*Excerpt*
* * * * * * * * *

Tutorial on Text Classification

NOTE: this tutorial is currently under construction!!

The aim of this tutorial is to help with the following:

Understand what the text classification task is
Apply different machine learning algorithms to the problem: Logistic Regression, Support Vector Machines
Understand how to evaluate the quality of a learned model
Understand how choosing the features and hyperparameters influences the quality of a learned model
Apply neural network approaches to the problem
Understand the influence of hyperparameters, network architecture and optimization strategy when using a neural network

Preparation

This tutorial requires GATE version 8.5.1 or higher.

Please download and prepare the following

!!!TODO: download the following ZIP-file zipfile
extract the files to a working directory on your computer
the directory contains the necessary documents and prepared pipelines for the various steps in the tutorial
If you follow the steps in this tutorial you will create your own pipelines from scratch, but you can always use or compare with the prepared pipelines which are already there

The Text Classification task

Whenever we have spans of text and the task is to assign one of several possible classes to that span of text, we call that a text classification task.

Some examples of this task are:

Topic classification: each span of text should get assigned to one of several possible topics. A span of text for that task is often a whole document or a paragraph.
Sentiment classification: each span of text, usually a sentence, should get assigned to one of several sentiments, often just “positive” or “negative”
POS tagging: each word should get assigned a “Part of Speec” tag, e.g. “noun”, “adverb” etc. For this task, the span of text is almost always a single word or token. This task is also special in that the sequence of the POS tags within a sentence follows certain rules. There is a separate tutorial for that task: POS Tagging Tutorial.
Product reviews: for each span of text that represents a product review assign one of a view quality decisions (“positive” vs. “negative”, or e.g. “0star” to “5star”)

* * * * * * * * *

*Data excerpt*
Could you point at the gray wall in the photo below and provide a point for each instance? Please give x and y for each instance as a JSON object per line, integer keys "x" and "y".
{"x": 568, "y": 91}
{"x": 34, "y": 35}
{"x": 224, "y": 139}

* * * * * * * * *

*Exercise instructions*
Pick up the text classification tutorial after its final sentence and keep writing it in the same technical style.

*Response for this exercise*
In GATE terms, what we want to accomplish is that an annotation that covers the text (e.g. a document or a sentence) gets a feature that contains the class label. For example, if our task is sentiment classification of sentences, then there should be an annotation for each sentence (e.g.”Sentence”) and the feature map for the annotation should contain a feature where the value reflects the sentiment, e.g. a feature called “class” that can have the value “positive” or “negative”.

One way to achieve this which you may already know is to create an application where we try to match words with a gazetteer and use JAPE rules to eventually assign the class label.

But if we want to use machine learning, our approach will be different: we will have to start with a corpus, that already contains a large number of texts and their corresponding class labels and we will train a model that will learn how to assign labels to new texts. We will also need texts with their known labels in order to find out how well the trained model actually works.

In this tutorial we look at an example that is similar to the product review example: short movie review snippets of text and whether the review is positive or negative.

The original data for this is taken from the “sentence polarity dataset v1.0” dataset available from the Cornell University Movie Review Data download page. This dataset has been widely used by researchers for experimenting with various text classification approaches.

The dataset

The dataset contains 5331 sentences or text snippets known to represent a positive movie review and 5331 sentences/snippets known to represent a negative review.

We will need to use this dataset for two different purposes:

For training a model that learns how to assign the class label
For evaluating how well the model works

!!! IMPORTANT: evaluating a machine learning model is one of the most important steps when doing machine learning. If this is not done properly, we may get a wrong impression of how well our trained model may perform on new, unseen data. To get a good estimate for this, we need to actually use unseen data for the evaluation, so we need to split the data we have in a part that is used for training and in a different part that is used only for evaluation.

If we would use the training data for evaluation, we could easily overestimate the performance of the algorithm, because an algorithm could always just memorize what it has seen in the training data which would give it the best possible performance on that data, but would fail for any new data.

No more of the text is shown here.